Adding FP16 math builtins
This is a libclc issue but I think the discussion is also worth having here. I've been working on a couple of ways we could add fp16 implementations of the OpenCL math builtins to the tool:
- upcast implementations based on the existing
floatbuiltin implementations - ported implementations from AMD's rocm libraries
The upcast implementations can largely be generated with a simple macro, with some additional logic needed for handling edge cases. I've made this work for a bunch of cases but it is a noticeably slow way to do things.
The rocm builtins also need edge case related tweaking to pass the new fp16 tests in the CTS (not merged yet, branch here) but they do seem quicker than the upcast approach (more testing to make sure this isn't just confirmation bias is something I'm still working on). The downside of them is that they are someone else's code. To my untrained eye the licensing situation seems fine: rocm is currently licensed under the same university of Illinois license that LLVM used to be licensed under, and libclc already has a bunch of AMD copyright lines in it so including them in the new builtins shouldn't be an issue... but yeah more due diligence and coordination will be needed to make sure a porting effort is 100% fine and legal.
I'm currently leaning towards the rocm approach, trading more work for better performance (that may change if my assumptions about how much faster it is are proven wrong); so I'm soliciting objections to moving forward with that, with the reassurance that there is another way to go about it if there are any major objections. I'd also be interested in any other possible solutions I could look into, like other places permissively licensed implementations might be found.
Note that for float/half conversions, we are sometimes using spirv.pack.v2f16 and spirv.unpack.v2f16:
https://github.com/google/clspv/blob/main/lib/Constants.cpp#L62
This is moslty for the vload_halfn at the moment I think.
Is the story of accuracy roughly the same at fp16 as fp32 for Vulkan devices? Vulkan calls out some differences, but I haven't looked too hard at OpenCL's requirements. Do devices exhibit the same profiles of which functions require a polyfill?
Yeah it's similar in that many are defined differently (usually vulkan defines the accuracy in terms of other functions, and occasionally it uses absolute error within certain ranges), and of course some functions are just missing from Vulkan entirely. I've got a couple of devices I can test on now: my desktop's intel CPU and a galaxy s22, the subset of functions I've added implementations for locally are just the ones that fail the new tests on either of them (more often than not both).
opened a revision to add fp16 implementations https://reviews.llvm.org/D135268
incidentally, does anyone know who to contact about getting reviewed libclc revisions committed?
Ha turns out the issue I was thinking was fixed previously and I reviewed it. https://reviews.llvm.org/D81999 for reference.

» GIVEN INSTRUCTION A
Copy the entire thread on FP16 math builtins word for word.
The listing has no connection to the thread.

» INFORMATION SHOWN
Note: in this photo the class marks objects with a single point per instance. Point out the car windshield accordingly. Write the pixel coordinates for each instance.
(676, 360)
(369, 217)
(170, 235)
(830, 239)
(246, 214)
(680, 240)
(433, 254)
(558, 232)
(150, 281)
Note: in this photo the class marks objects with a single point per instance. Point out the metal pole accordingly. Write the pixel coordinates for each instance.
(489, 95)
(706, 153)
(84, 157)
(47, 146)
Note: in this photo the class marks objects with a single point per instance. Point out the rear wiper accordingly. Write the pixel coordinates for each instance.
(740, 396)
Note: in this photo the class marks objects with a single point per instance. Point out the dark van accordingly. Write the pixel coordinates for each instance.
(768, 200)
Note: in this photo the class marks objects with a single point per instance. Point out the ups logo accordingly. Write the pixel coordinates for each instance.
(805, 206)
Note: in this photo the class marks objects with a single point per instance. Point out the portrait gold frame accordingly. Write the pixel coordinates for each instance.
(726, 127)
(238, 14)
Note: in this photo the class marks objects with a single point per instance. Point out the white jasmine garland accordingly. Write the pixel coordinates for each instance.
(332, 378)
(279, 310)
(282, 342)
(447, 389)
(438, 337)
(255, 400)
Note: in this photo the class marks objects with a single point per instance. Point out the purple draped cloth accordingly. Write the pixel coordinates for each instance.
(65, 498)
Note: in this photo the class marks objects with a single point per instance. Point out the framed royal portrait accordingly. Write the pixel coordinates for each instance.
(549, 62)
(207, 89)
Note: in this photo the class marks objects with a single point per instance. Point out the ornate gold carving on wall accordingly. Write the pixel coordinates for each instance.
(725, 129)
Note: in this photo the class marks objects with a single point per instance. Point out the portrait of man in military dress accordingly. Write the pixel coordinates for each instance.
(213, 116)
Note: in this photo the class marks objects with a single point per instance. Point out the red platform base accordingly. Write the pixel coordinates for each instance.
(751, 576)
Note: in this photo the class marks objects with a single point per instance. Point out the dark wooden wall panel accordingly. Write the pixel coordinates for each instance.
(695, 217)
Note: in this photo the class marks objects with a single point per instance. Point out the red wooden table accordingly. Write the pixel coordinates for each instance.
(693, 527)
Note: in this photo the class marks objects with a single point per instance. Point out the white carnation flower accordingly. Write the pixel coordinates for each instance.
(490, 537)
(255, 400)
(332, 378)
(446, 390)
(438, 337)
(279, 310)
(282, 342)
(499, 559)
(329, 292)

» GIVEN INSTRUCTION B
Repeat only the stretch of the listing from the line containing "the red platform" through the end of the listing, with both ends included, word for word.

» EXERCISE OUTPUT A
Adding FP16 math builtins
This is a libclc issue but I think the discussion is also worth having here. I've been working on a couple of ways we could add fp16 implementations of the OpenCL math builtins to the tool:
- upcast implementations based on the existing
floatbuiltin implementations - ported implementations from AMD's rocm libraries
The upcast implementations can largely be generated with a simple macro, with some additional logic needed for handling edge cases. I've made this work for a bunch of cases but it is a noticeably slow way to do things.
The rocm builtins also need edge case related tweaking to pass the new fp16 tests in the CTS (not merged yet, branch here) but they do seem quicker than the upcast approach (more testing to make sure this isn't just confirmation bias is something I'm still working on). The downside of them is that they are someone else's code. To my untrained eye the licensing situation seems fine: rocm is currently licensed under the same university of Illinois license that LLVM used to be licensed under, and libclc already has a bunch of AMD copyright lines in it so including them in the new builtins shouldn't be an issue... but yeah more due diligence and coordination will be needed to make sure a porting effort is 100% fine and legal.
I'm currently leaning towards the rocm approach, trading more work for better performance (that may change if my assumptions about how much faster it is are proven wrong); so I'm soliciting objections to moving forward with that, with the reassurance that there is another way to go about it if there are any major objections. I'd also be interested in any other possible solutions I could look into, like other places permissively licensed implementations might be found.
Note that for float/half conversions, we are sometimes using spirv.pack.v2f16 and spirv.unpack.v2f16:
https://github.com/google/clspv/blob/main/lib/Constants.cpp#L62
This is moslty for the vload_halfn at the moment I think.
Is the story of accuracy roughly the same at fp16 as fp32 for Vulkan devices? Vulkan calls out some differences, but I haven't looked too hard at OpenCL's requirements. Do devices exhibit the same profiles of which functions require a polyfill?
Yeah it's similar in that many are defined differently (usually vulkan defines the accuracy in terms of other functions, and occasionally it uses absolute error within certain ranges), and of course some functions are just missing from Vulkan entirely. I've got a couple of devices I can test on now: my desktop's intel CPU and a galaxy s22, the subset of functions I've added implementations for locally are just the ones that fail the new tests on either of them (more often than not both).
opened a revision to add fp16 implementations https://reviews.llvm.org/D135268
incidentally, does anyone know who to contact about getting reviewed libclc revisions committed?
Ha turns out the issue I was thinking was fixed previously and I reviewed it. https://reviews.llvm.org/D81999 for reference.

» EXERCISE OUTPUT B
Note: in this photo the class marks objects with a single point per instance. Point out the red platform base accordingly. Write the pixel coordinates for each instance.
(751, 576)
Note: in this photo the class marks objects with a single point per instance. Point out the dark wooden wall panel accordingly. Write the pixel coordinates for each instance.
(695, 217)
Note: in this photo the class marks objects with a single point per instance. Point out the red wooden table accordingly. Write the pixel coordinates for each instance.
(693, 527)
Note: in this photo the class marks objects with a single point per instance. Point out the white carnation flower accordingly. Write the pixel coordinates for each instance.
(490, 537)
(255, 400)
(332, 378)
(446, 390)
(438, 337)
(279, 310)
(282, 342)
(499, 559)
(329, 292)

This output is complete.